Problem details => Please print the whole earnings and economic update below, word for word.

Text provided =>
* * * *
The door slowly closes on another earnings season as 90% of S&P 500 companies have reported negative earnings and sales growth for the first quarter of 2020. Earnings have declined by 12.2% for the quarter, which is 3.1% better than expected. The decline in earnings growth was led by shared drops in the earnings of consumer discretionary and financial companies. Car companies were among the biggest detractors from growth within the consumer discretionary sector. Banks and consumer financial companies were the significant detractors in financials. Sales declined by 1.7%, 1.0% worse than expected. These results are meaningfully negative. The pessimism continues as we navigate the second quarter, as earnings and sales growth numbers are expected to be even worse.

We saw a significant increase in April’s hourly earnings growth numbers. Month-over-month, earnings grew by 4.7%. Year-over-year, they were up by 7.9%. Unfortunately, the comparison over the previous month is not necessarily fair. COVID-19 has had a larger impact on the employment of workers at the lower end of the wage scale. This increase in low wage unemployment has led to an artificial increase in the hourly earnings growth rates as the weighting to higher wage earners increases.

The U.S. unemployment rate is the highest it has been since this number has been tracked. April’s reading of 14.7 million gives a strong indication of the devastating impact of COVID-19 on people and the economy. There is little solace in the reading for the month being better than the expected rate of 16%.

3.169 million additional people filed for unemployment insurance the week that ended on May 2. This is 169,000 more people than expected.

We saw some marginally positive economic news this week. The preliminary first quarter productivity number was better than expected. The announcement of a first quarter decline of 2.5% was better than the forecasted decline of 6.0%.

Companies reduced inventories by less than expected in March. There was a contraction of 0.80% compared to the expected 1.0%.

Energy continues to have a significant impact on inflation numbers as seen in the April Consumer Price Index (CPI) numbers. Year-over-year, core CPI, which excludes food and energy, grew by 1.4%. Including food and energy, CPI grew by an anemic 0.30%. The expectation is for a continuation of flatness for price levels in May.
* * * *
Excerpted records =>
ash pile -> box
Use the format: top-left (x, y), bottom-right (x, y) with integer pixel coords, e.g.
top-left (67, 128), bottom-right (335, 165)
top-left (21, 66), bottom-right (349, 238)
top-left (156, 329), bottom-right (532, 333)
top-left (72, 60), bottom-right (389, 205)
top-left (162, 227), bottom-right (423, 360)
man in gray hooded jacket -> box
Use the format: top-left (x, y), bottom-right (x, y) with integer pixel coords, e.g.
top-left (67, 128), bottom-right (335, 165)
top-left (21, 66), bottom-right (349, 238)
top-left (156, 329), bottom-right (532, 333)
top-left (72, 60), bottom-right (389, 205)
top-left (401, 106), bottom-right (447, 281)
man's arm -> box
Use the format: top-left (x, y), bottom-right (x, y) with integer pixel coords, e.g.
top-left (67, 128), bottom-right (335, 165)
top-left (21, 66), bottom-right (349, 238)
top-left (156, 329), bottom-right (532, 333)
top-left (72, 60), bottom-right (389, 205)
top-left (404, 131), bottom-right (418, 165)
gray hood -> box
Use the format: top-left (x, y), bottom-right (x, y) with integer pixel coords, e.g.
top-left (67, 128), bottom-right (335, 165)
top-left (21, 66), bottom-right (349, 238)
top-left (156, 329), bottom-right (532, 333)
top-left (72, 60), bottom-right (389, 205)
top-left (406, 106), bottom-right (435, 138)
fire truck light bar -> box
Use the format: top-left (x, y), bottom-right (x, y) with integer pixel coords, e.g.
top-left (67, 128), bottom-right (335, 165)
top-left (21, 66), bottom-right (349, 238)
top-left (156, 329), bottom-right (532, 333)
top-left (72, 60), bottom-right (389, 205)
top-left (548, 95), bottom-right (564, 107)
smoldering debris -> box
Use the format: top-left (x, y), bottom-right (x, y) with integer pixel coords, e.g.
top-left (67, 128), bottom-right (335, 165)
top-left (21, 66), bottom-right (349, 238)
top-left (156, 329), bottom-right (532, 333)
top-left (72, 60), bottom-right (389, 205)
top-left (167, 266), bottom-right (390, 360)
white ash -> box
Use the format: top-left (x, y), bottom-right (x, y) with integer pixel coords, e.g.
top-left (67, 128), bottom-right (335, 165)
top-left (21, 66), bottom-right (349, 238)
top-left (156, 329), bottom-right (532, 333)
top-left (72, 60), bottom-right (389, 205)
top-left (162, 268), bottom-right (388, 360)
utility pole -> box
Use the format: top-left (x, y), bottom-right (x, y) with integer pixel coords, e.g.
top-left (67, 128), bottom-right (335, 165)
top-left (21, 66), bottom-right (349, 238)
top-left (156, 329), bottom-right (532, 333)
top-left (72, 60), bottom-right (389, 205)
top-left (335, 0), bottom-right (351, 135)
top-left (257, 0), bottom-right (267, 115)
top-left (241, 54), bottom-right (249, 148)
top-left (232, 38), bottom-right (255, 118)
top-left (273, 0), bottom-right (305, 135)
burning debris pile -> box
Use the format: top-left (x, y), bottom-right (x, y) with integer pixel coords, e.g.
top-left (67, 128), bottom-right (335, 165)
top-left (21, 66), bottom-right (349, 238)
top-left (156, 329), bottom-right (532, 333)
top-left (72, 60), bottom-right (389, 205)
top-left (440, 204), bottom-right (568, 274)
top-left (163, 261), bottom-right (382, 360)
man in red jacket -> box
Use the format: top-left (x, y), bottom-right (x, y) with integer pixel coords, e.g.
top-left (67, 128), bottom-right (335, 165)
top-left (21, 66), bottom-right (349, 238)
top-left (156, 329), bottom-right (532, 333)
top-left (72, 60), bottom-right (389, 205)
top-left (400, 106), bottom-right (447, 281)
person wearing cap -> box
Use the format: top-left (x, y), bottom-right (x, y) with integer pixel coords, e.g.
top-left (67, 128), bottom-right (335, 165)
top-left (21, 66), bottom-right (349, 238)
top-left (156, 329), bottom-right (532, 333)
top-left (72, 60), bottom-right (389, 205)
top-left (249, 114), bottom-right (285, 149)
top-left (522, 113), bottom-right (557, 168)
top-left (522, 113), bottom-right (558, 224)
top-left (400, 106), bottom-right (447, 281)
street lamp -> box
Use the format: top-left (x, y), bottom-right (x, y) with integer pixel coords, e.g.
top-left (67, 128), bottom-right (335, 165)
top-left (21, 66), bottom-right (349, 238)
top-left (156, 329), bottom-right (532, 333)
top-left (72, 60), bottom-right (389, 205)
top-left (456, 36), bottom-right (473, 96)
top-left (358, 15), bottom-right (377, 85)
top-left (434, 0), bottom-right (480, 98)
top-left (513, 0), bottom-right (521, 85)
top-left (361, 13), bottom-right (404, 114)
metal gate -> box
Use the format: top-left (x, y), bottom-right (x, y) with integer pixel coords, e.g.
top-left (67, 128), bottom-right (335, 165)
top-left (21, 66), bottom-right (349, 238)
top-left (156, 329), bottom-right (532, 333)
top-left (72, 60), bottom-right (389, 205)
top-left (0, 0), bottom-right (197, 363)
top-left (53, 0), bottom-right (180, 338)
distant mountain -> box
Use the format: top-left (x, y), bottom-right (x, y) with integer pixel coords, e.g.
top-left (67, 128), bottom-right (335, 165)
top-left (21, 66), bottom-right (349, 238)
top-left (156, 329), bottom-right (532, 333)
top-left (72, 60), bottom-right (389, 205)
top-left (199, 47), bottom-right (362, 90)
* * * *
Response to this exercise =>
The door slowly closes on another earnings season as 90% of S&P 500 companies have reported negative earnings and sales growth for the first quarter of 2020. Earnings have declined by 12.2% for the quarter, which is 3.1% better than expected. The decline in earnings growth was led by shared drops in the earnings of consumer discretionary and financial companies. Car companies were among the biggest detractors from growth within the consumer discretionary sector. Banks and consumer financial companies were the significant detractors in financials. Sales declined by 1.7%, 1.0% worse than expected. These results are meaningfully negative. The pessimism continues as we navigate the second quarter, as earnings and sales growth numbers are expected to be even worse.

We saw a significant increase in April’s hourly earnings growth numbers. Month-over-month, earnings grew by 4.7%. Year-over-year, they were up by 7.9%. Unfortunately, the comparison over the previous month is not necessarily fair. COVID-19 has had a larger impact on the employment of workers at the lower end of the wage scale. This increase in low wage unemployment has led to an artificial increase in the hourly earnings growth rates as the weighting to higher wage earners increases.

The U.S. unemployment rate is the highest it has been since this number has been tracked. April’s reading of 14.7 million gives a strong indication of the devastating impact of COVID-19 on people and the economy. There is little solace in the reading for the month being better than the expected rate of 16%.

3.169 million additional people filed for unemployment insurance the week that ended on May 2. This is 169,000 more people than expected.

We saw some marginally positive economic news this week. The preliminary first quarter productivity number was better than expected. The announcement of a first quarter decline of 2.5% was better than the forecasted decline of 6.0%.

Companies reduced inventories by less than expected in March. There was a contraction of 0.80% compared to the expected 1.0%.

Energy continues to have a significant impact on inflation numbers as seen in the April Consumer Price Index (CPI) numbers. Year-over-year, core CPI, which excludes food and energy, grew by 1.4%. Including food and energy, CPI grew by an anemic 0.30%. The expectation is for a continuation of flatness for price levels in May.